▶ **TO DO**:
The entries below should be written out again exactly as they stand.

-------------------------

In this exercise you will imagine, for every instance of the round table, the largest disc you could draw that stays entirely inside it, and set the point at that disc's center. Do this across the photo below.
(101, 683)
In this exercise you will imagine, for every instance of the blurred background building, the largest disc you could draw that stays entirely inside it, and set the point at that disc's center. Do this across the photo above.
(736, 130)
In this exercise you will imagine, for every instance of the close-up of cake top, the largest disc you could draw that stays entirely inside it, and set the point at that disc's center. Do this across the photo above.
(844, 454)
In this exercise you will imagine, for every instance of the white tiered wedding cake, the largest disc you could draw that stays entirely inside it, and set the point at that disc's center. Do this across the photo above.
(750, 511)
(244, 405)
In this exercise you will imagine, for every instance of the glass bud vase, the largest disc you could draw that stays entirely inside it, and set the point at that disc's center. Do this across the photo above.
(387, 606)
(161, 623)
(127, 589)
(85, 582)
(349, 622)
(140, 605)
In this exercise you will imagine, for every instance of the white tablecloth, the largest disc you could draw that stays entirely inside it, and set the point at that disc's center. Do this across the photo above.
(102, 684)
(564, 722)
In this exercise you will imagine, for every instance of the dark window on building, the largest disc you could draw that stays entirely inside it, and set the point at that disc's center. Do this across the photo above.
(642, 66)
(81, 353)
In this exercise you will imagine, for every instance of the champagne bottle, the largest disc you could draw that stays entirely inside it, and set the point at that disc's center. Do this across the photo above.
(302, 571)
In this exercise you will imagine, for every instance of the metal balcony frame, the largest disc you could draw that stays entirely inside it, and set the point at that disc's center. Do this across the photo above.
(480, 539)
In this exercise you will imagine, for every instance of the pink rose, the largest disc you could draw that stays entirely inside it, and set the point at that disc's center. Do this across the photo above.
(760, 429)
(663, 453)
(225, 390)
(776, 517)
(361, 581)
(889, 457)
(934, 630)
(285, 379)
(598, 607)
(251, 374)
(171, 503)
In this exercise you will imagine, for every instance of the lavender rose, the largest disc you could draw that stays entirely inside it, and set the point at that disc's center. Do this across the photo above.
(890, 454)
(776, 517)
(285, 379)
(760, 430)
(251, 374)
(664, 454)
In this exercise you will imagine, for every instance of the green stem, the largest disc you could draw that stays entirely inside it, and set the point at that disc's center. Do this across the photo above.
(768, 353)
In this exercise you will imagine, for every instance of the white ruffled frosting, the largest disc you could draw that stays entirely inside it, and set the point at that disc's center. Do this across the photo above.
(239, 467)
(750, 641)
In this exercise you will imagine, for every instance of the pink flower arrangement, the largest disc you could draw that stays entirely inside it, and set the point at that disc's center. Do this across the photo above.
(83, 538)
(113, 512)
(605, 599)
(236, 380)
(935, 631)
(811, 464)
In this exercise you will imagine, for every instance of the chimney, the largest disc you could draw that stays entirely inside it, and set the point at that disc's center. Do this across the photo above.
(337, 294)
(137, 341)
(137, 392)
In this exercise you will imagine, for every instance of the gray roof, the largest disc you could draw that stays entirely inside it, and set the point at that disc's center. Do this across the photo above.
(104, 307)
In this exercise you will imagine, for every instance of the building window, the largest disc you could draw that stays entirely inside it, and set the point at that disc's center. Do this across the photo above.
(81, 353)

-------------------------

▶ **TASK OUTPUT**:
In this exercise you will imagine, for every instance of the round table, the largest disc you could draw that stays entirely inside it, and set the point at that disc's center. Do this across the photo below.
(101, 683)
In this exercise you will imagine, for every instance of the blurred background building, the largest disc you could draw that stays entirely inside it, and set the point at that disc's center. Do this across the photo above.
(736, 130)
In this exercise you will imagine, for every instance of the close-up of cake top, the largest disc you could draw that stays entirely inside it, and set the point at that disc's center. Do this across the photo above.
(844, 454)
In this exercise you will imagine, for every instance of the white tiered wedding cake, the largest disc you could draw that stays entirely inside it, and set the point at that disc's center. Do this across the photo above.
(750, 511)
(244, 405)
In this exercise you will imagine, for every instance of the glass bud vase, the largest disc you could draw that stays entirely inside it, and set the point at that disc's center. Do this across the photo above.
(387, 606)
(161, 623)
(127, 589)
(85, 582)
(349, 622)
(140, 605)
In this exercise you will imagine, for every instance of the white tablecloth, the largest disc you could draw that stays entirely inside it, and set the point at that disc's center. Do this across the photo above.
(102, 684)
(564, 722)
In this exercise you will imagine, for every instance of the dark window on building, the largest disc you could draw that stays entirely inside it, and set the point at that disc's center. Do this across the photo above.
(642, 66)
(81, 353)
In this exercise you will imagine, for every instance of the champagne bottle, the largest disc you could draw that stays entirely inside it, and set the point at that disc's center. Do this across the photo above.
(302, 571)
In this exercise you will imagine, for every instance of the metal balcony frame, the largest disc you could draw that stays entirely inside it, and set the point at that disc's center. Do this across the photo above.
(480, 539)
In this exercise you will imagine, for every instance of the pink rose, the largest disc you could draw that stays entirely inside it, and set the point at that disc's center. Do this across the photo above.
(760, 429)
(663, 453)
(225, 390)
(776, 517)
(361, 581)
(889, 457)
(934, 630)
(285, 379)
(598, 607)
(251, 374)
(171, 503)
In this exercise you will imagine, for every instance of the lavender rose, the largest disc you could draw that stays entirely inside it, and set the point at that disc's center. Do this across the photo above.
(890, 454)
(776, 517)
(285, 379)
(760, 430)
(251, 374)
(664, 454)
In this exercise you will imagine, for every instance of the green stem, the largest disc you could draw that stays entirely inside it, and set the point at that disc's center. Do this across the photo above.
(768, 353)
In this exercise you will imagine, for every instance of the white ruffled frosting, the largest disc you could draw that stays entirely inside it, and set the point at that disc's center. Do this across the photo above.
(239, 467)
(750, 641)
In this exercise you will imagine, for every instance of the pink flower arrangement, the largest disc you could draw that stays entirely inside it, and set the point at that disc's center. Do this across the photo above.
(83, 538)
(113, 512)
(605, 599)
(236, 380)
(935, 631)
(811, 464)
In this exercise you will imagine, for every instance of the chimney, the largest disc you could draw that stays entirely inside it, and set the point at that disc's center. Do this across the photo above.
(337, 294)
(137, 341)
(137, 392)
In this exercise you will imagine, for every instance of the gray roof, the largest disc you could draw that stays entirely inside it, and set the point at that disc's center. Do this across the photo above.
(104, 307)
In this exercise you will imagine, for every instance of the building window, the largest disc you could draw that stays entirely inside it, and set the point at that disc's center. Do this across the photo above.
(81, 353)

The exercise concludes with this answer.